Supplied passage:
Can anyone tell me why I would get a 27 volt reading on a 120v circuit.
I have a old home but some of the home has been re-wired. I am
remodeling my bath room and removed old florescent lights. I tested
the power at the connections and got a reading of 27v. I climbed in
the attic and it looks like the wire is coming from a junction box with
several other wires. It looks like the work was done by a pro. The
upstairs has 2-20amp (connected together) circuits.
Probably because you're using a digital voltmeter, which is reading a very
very low amperage induced current in the conductor you're testing. Try using
an analog meter instead, and you'll probably see -zero- volts.
Doug Miller (alphageek at milmac dot com)
I've had only HORRIBLE experience with digital voltmeters (plural).
Please do say more about the problems with them.
And if some are OK, or even EXCELLENT -- what is it that
makes them that way -- as compared with the el-cheapo ones
that seem reliable only on DC (batteries, etc). AC -- forget
(At least that's my experience.)
You are using a low impedance (resistance) meter (cheapo). It is not
invisible to the circuit when you connect it. All meters have an internal
The lower the resistance of anything, the more current (amps) will flow
through it. The more current that flows through it the higher the voltage
drop across it.
The sum of the voltages in a loop with 120v source will be 120. How the
120 is divided among the components in the loop depends on the resistance
of each device but it will always add up to 120.
I have a cheapo digital and an old high impediance analog meter. When I
get a reading such as you did, I get out the analog. It always proves the
You have a few choices here:
a) Trust me (ill advised according to many).
b) Get a high impedance digital or analog (needle type) meter.

Dataset rows:
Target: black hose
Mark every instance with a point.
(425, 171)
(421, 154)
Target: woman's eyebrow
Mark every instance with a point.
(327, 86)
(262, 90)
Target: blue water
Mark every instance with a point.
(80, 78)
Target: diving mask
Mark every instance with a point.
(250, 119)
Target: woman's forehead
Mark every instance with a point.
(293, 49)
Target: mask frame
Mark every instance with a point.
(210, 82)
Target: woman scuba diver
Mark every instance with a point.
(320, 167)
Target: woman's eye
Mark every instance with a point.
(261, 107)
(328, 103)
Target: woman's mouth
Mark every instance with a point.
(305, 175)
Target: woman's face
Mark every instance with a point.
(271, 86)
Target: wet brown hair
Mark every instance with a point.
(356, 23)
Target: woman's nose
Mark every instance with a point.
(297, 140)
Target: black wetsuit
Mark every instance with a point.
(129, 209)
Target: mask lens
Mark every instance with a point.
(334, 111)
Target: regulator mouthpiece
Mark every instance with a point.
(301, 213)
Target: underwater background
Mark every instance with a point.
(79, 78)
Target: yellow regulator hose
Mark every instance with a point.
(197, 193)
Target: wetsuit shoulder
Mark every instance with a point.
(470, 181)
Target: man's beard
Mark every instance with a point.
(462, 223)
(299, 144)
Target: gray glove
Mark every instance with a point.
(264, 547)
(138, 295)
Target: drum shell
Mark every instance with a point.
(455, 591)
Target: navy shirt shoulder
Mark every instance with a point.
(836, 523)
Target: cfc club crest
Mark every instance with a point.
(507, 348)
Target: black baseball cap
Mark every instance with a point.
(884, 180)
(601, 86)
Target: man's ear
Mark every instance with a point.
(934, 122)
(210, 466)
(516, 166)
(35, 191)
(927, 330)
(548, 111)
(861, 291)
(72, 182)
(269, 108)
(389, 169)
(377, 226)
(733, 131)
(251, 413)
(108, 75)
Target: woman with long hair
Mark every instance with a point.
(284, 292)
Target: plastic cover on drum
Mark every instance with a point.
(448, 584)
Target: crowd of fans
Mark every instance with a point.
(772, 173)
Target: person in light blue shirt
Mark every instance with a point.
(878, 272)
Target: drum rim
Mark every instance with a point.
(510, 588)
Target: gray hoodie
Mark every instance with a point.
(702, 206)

Written request A: From the voltmeter thread, extract the passage running from "I have a old" to "see -zero- volts.".
Written request B: List the actions that the first poster in the voltmeter thread reports having taken.

Task solution A:
I have a old home but some of the home has been re-wired. I am
remodeling my bath room and removed old florescent lights. I tested
the power at the connections and got a reading of 27v. I climbed in
the attic and it looks like the wire is coming from a junction box with
several other wires. It looks like the work was done by a pro. The
upstairs has 2-20amp (connected together) circuits.
Probably because you're using a digital voltmeter, which is reading a very
very low amperage induced current in the conductor you're testing. Try using
an analog meter instead, and you'll probably see -zero- volts.

Task solution B:
- Remodeling the bathroom
- Removing the old fluorescent lights
- Testing the power at the connections
- Climbing into the attic